RECORDS TO USE =>
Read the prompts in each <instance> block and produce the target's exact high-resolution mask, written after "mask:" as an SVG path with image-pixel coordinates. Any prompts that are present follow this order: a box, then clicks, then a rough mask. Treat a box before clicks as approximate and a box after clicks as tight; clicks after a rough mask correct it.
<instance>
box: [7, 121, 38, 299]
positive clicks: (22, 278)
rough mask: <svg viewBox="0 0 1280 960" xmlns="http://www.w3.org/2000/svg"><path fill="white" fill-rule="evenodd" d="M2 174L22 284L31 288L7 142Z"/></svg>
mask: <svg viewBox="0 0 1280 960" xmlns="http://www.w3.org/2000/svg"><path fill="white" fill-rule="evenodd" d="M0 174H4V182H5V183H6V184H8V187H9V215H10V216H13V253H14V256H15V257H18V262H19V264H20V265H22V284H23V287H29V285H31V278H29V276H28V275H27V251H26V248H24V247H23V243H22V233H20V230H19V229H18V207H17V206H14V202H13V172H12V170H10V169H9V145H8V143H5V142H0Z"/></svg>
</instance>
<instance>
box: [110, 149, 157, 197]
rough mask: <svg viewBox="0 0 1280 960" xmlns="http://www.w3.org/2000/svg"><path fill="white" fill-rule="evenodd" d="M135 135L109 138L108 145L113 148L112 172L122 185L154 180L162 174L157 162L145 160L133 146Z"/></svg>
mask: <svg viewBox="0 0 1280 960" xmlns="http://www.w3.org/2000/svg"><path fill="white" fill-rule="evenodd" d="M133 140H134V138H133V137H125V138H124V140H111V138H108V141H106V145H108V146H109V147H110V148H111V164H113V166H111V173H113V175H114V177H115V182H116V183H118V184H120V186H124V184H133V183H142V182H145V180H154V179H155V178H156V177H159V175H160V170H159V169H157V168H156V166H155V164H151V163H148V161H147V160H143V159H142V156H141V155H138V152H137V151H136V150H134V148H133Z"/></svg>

REQUIREMENT => Please repeat the material above word for word.

TASK RESULT =>
Read the prompts in each <instance> block and produce the target's exact high-resolution mask, written after "mask:" as an SVG path with image-pixel coordinates. Any prompts that are present follow this order: a box, then clicks, then a rough mask. Treat a box before clicks as approximate and a box after clicks as tight; clicks after a rough mask correct it.
<instance>
box: [7, 121, 38, 299]
positive clicks: (22, 278)
rough mask: <svg viewBox="0 0 1280 960" xmlns="http://www.w3.org/2000/svg"><path fill="white" fill-rule="evenodd" d="M2 174L22 284L31 288L7 142Z"/></svg>
mask: <svg viewBox="0 0 1280 960" xmlns="http://www.w3.org/2000/svg"><path fill="white" fill-rule="evenodd" d="M0 174H4V182H5V183H6V184H8V187H9V215H10V216H13V253H14V256H15V257H18V262H19V264H20V265H22V284H23V287H29V285H31V278H29V276H28V275H27V251H26V248H24V247H23V243H22V233H20V230H19V229H18V207H17V206H14V202H13V172H12V170H10V169H9V145H8V143H5V142H0Z"/></svg>
</instance>
<instance>
box: [110, 149, 157, 197]
rough mask: <svg viewBox="0 0 1280 960" xmlns="http://www.w3.org/2000/svg"><path fill="white" fill-rule="evenodd" d="M135 135L109 138L108 145L113 148L112 172L122 185L154 180L162 174L157 162L145 160L133 146Z"/></svg>
mask: <svg viewBox="0 0 1280 960" xmlns="http://www.w3.org/2000/svg"><path fill="white" fill-rule="evenodd" d="M133 140H134V138H133V137H125V138H124V140H111V138H108V141H106V145H108V146H109V147H110V148H111V164H113V166H111V173H113V175H114V177H115V182H116V183H118V184H120V186H124V184H133V183H142V182H145V180H154V179H155V178H156V177H159V175H160V170H159V169H157V168H156V166H155V164H151V163H148V161H147V160H143V159H142V156H141V155H138V152H137V151H136V150H134V148H133Z"/></svg>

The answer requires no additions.